(Objective): Pick out every line in the rows below that contains the string "chair" and copy each of those lines in full. Matching is case-sensitive.

--- Begin ---

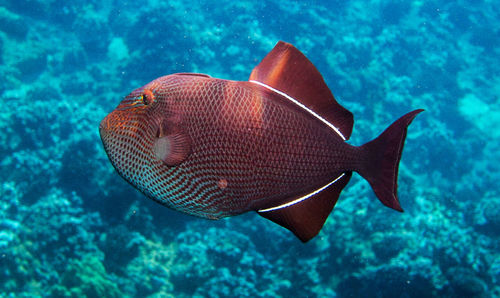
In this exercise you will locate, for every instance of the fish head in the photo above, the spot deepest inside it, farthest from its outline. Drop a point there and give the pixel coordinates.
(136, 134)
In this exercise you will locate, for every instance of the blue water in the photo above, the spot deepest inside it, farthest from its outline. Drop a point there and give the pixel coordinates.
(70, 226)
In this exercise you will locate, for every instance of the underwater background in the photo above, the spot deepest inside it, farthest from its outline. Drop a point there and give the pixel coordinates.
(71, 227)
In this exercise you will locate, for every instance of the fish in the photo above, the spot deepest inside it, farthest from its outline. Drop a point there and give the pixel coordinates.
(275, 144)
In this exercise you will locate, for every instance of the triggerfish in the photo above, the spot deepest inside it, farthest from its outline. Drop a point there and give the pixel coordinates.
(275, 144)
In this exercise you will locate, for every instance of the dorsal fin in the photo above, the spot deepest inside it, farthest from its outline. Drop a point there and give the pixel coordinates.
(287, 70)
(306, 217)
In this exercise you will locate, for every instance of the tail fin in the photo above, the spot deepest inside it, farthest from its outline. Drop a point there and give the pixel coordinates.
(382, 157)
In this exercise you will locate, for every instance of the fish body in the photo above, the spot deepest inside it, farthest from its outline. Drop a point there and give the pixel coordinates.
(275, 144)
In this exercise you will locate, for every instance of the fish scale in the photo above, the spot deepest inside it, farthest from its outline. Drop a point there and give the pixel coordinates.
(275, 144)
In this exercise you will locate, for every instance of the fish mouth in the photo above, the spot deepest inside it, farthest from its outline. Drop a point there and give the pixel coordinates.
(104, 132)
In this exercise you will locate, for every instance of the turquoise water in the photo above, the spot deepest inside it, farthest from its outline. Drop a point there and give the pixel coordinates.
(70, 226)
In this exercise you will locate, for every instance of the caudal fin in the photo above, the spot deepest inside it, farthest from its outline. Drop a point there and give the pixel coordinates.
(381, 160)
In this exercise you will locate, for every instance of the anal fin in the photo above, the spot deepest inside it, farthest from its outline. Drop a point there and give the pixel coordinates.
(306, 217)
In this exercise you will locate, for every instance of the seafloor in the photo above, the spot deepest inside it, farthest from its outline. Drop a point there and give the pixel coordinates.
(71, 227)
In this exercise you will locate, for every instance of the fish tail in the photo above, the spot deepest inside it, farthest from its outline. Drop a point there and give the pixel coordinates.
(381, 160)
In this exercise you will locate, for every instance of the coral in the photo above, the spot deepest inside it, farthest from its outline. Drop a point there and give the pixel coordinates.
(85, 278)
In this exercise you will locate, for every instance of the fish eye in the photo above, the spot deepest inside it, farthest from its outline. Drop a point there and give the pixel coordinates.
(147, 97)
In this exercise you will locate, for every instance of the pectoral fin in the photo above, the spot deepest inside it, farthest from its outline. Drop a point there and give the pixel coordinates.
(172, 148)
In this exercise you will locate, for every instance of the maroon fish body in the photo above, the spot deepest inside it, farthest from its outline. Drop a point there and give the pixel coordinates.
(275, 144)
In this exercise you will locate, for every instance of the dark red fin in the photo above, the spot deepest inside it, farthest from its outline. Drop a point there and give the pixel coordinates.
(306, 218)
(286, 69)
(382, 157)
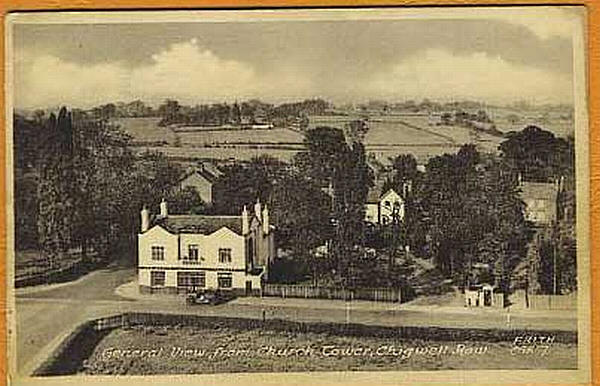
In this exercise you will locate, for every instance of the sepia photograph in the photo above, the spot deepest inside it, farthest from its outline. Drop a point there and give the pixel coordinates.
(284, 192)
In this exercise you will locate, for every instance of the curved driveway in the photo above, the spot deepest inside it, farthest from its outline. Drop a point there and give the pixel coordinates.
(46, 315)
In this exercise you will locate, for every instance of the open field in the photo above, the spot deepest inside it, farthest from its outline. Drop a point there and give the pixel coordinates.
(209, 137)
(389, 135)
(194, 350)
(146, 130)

--- End ---
--- Begin ---

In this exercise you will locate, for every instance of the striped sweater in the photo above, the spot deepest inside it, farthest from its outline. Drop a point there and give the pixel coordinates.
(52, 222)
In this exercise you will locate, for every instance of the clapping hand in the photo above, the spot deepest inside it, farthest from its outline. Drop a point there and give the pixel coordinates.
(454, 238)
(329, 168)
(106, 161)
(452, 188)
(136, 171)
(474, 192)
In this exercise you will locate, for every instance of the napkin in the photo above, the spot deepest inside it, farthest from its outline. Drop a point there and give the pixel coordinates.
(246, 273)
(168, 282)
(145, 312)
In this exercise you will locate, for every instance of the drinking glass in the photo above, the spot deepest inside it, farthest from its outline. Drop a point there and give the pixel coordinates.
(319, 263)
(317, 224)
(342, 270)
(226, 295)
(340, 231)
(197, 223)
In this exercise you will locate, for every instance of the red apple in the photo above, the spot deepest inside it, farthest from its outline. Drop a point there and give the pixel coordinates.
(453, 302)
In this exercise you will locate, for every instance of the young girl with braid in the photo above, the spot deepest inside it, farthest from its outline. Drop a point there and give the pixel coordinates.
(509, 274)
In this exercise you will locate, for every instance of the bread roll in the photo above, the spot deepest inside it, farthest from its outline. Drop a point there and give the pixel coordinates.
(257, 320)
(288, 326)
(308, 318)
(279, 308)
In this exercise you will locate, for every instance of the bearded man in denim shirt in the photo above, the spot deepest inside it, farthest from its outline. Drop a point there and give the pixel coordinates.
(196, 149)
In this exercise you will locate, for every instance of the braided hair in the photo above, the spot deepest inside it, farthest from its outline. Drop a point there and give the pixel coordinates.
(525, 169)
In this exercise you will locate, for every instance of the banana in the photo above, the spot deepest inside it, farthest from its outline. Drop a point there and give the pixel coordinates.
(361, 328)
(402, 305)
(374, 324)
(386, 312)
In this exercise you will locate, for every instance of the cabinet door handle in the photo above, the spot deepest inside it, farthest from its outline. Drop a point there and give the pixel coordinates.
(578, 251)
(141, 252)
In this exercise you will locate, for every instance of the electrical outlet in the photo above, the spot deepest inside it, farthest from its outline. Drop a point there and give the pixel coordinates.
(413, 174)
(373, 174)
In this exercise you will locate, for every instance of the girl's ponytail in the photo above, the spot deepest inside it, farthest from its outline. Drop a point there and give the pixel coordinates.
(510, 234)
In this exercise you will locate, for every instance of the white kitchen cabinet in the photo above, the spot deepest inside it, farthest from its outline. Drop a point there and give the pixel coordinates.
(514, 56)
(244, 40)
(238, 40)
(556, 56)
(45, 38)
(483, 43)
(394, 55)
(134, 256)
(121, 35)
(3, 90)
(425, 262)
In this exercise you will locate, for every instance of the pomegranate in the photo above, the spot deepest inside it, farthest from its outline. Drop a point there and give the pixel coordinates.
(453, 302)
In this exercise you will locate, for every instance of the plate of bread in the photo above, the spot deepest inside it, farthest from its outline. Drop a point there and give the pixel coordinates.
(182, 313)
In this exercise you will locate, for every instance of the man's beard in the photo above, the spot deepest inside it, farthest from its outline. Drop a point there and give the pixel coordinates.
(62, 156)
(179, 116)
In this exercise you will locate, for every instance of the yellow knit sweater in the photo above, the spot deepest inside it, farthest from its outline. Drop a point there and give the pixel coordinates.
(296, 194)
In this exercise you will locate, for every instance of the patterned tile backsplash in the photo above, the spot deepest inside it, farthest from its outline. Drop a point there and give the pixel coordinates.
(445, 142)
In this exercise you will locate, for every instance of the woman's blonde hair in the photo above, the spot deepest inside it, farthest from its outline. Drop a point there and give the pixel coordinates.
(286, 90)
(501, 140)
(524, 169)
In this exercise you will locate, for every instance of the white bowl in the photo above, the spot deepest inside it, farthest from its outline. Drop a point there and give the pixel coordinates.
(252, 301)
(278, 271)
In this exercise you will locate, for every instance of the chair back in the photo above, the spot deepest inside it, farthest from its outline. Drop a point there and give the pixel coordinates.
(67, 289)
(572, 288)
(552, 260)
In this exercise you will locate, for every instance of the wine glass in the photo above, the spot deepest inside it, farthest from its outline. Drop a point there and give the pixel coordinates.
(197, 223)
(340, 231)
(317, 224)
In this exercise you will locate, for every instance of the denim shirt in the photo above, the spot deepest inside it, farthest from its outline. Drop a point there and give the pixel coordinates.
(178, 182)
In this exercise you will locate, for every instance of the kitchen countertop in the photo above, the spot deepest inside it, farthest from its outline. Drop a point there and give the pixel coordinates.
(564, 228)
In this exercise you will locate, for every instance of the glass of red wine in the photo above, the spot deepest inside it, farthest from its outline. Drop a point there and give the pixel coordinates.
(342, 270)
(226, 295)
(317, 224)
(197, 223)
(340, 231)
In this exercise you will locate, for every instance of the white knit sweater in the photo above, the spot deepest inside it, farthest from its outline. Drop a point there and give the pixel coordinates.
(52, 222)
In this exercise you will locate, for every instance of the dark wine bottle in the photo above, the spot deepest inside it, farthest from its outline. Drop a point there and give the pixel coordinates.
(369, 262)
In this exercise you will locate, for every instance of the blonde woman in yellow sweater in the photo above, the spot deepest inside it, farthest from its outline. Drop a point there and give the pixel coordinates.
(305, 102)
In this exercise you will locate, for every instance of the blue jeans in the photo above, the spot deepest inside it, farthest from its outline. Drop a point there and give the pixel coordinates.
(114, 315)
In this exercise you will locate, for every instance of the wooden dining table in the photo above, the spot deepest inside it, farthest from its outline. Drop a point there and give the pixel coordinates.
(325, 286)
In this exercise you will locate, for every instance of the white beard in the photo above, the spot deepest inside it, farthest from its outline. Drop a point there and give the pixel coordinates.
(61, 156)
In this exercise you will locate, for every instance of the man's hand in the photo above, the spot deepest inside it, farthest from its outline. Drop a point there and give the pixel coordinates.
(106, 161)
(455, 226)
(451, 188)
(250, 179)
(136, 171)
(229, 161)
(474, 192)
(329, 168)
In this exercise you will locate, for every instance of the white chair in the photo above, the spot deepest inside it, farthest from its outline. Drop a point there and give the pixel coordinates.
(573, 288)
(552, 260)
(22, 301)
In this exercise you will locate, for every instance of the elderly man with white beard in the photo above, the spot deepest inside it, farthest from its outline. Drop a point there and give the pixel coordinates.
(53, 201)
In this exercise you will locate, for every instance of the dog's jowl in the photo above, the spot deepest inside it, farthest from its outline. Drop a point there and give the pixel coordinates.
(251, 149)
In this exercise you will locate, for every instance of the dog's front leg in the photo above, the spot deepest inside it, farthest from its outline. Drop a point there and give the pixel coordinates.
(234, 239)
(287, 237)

--- End ---

(Expected answer):
In this exercise you will locate, for every instance of the chair back in the photo above, the spot deepest inside it, farthest from its outline. Drop a point there and give the pixel coordinates.
In this exercise you will locate, for every instance of the white chair in the photo above, the spot deepest inside it, farthest from its outline. Drop a point there and give the pixel coordinates.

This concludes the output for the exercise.